• _TASK GOAL_
Please reproduce the whole news item below about the law student's winning essay, word for word.

April 27, 2020 — Khyra Kolidakis, a third-year student at the University of Houston Law Center and graduate of the school’s Pre-Law Pipeline Program, won first place in an annual writing competition sponsored by the State Bar of Texas Women and the Law Section.
Her essay, “Maternal Mortality and Domestic Violence: The Intersectionality of Pregnancy and Violence,” explores the social and political factors behind the high death rate in Texas among African American women.
“Black women in Texas are dying with frightening frequency after childbirth — at a rate nearly three times higher than that of white women,” Kolidakis said, citing a myriad of chronic health problems such as obesity, diabetes, high blood pressure and smoking habits. But she is most critical of the state’s refusal to extend Medicaid coverage and cutbacks in basic health care, access to birth control, mental health care, substance abuse treatment and other services that could help women become healthier before and after pregnancy. Stress related to health issues, poverty and living conditions often leads to domestic violence, she wrote.
The solution requires a multidisciplinary approach not only from state and federal agencies but in the areas of law, sociology, psychology, criminal justice, nursing, education and public health.
The essay competition required Texas law school students to identify and analyze legal challenges facing women based on recent news reports.
“During my time in law school, I have seen many of the horror stories recounted in the Chronicle up close and personal,” Kolidakis said. “I learned that many women in Houston and in Texas experience hardship, especially when pregnant.”

(Dataset entries)
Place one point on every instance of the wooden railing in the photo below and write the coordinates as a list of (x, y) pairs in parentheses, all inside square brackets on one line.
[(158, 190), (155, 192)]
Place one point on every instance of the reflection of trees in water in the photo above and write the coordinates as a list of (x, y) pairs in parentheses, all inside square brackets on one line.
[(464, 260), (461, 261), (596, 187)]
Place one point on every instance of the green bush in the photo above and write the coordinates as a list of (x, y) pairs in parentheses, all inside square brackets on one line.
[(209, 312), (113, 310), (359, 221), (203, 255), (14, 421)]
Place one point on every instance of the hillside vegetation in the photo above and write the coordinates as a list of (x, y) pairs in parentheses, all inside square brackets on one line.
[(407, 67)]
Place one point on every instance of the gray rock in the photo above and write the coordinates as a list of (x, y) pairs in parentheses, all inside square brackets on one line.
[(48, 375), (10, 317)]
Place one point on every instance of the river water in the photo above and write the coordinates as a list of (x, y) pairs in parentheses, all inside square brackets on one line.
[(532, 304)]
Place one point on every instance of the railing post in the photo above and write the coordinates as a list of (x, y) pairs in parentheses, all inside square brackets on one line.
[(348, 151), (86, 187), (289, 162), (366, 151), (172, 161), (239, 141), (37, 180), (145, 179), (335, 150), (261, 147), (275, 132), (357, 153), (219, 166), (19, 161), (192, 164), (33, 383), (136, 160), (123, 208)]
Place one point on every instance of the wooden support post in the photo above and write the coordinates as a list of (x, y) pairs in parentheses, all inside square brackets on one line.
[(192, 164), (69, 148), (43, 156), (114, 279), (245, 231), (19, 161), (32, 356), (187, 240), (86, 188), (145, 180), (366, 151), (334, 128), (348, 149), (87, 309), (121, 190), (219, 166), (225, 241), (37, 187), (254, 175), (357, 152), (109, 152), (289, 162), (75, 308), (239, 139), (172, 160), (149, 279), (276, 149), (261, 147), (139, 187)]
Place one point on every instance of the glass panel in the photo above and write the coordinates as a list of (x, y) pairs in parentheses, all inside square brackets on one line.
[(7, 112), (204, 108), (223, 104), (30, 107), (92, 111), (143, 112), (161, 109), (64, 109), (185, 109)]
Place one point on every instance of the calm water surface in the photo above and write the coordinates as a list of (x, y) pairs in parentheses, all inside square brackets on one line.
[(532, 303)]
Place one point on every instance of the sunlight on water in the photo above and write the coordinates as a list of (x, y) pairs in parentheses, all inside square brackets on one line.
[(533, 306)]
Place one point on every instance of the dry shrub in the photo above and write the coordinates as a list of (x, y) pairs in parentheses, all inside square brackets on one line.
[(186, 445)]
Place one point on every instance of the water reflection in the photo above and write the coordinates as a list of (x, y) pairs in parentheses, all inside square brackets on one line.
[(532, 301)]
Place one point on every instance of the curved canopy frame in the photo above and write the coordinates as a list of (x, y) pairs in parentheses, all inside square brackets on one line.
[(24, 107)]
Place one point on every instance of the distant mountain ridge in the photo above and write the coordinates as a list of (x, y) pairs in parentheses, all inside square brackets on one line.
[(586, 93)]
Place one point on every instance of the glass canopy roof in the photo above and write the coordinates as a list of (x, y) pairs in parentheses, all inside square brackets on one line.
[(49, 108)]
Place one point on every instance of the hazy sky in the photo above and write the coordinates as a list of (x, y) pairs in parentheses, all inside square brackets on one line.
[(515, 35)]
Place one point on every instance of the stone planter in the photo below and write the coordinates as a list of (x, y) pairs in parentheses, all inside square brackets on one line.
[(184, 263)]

• _WRITTEN RESPONSE_
April 27, 2020 — Khyra Kolidakis, a third-year student at the University of Houston Law Center and graduate of the school’s Pre-Law Pipeline Program, won first place in an annual writing competition sponsored by the State Bar of Texas Women and the Law Section.
Her essay, “Maternal Mortality and Domestic Violence: The Intersectionality of Pregnancy and Violence,” explores the social and political factors behind the high death rate in Texas among African American women.
“Black women in Texas are dying with frightening frequency after childbirth — at a rate nearly three times higher than that of white women,” Kolidakis said, citing a myriad of chronic health problems such as obesity, diabetes, high blood pressure and smoking habits. But she is most critical of the state’s refusal to extend Medicaid coverage and cutbacks in basic health care, access to birth control, mental health care, substance abuse treatment and other services that could help women become healthier before and after pregnancy. Stress related to health issues, poverty and living conditions often leads to domestic violence, she wrote.
The solution requires a multidisciplinary approach not only from state and federal agencies but in the areas of law, sociology, psychology, criminal justice, nursing, education and public health.
The essay competition required Texas law school students to identify and analyze legal challenges facing women based on recent news reports.
“During my time in law school, I have seen many of the horror stories recounted in the Chronicle up close and personal,” Kolidakis said. “I learned that many women in Houston and in Texas experience hardship, especially when pregnant.”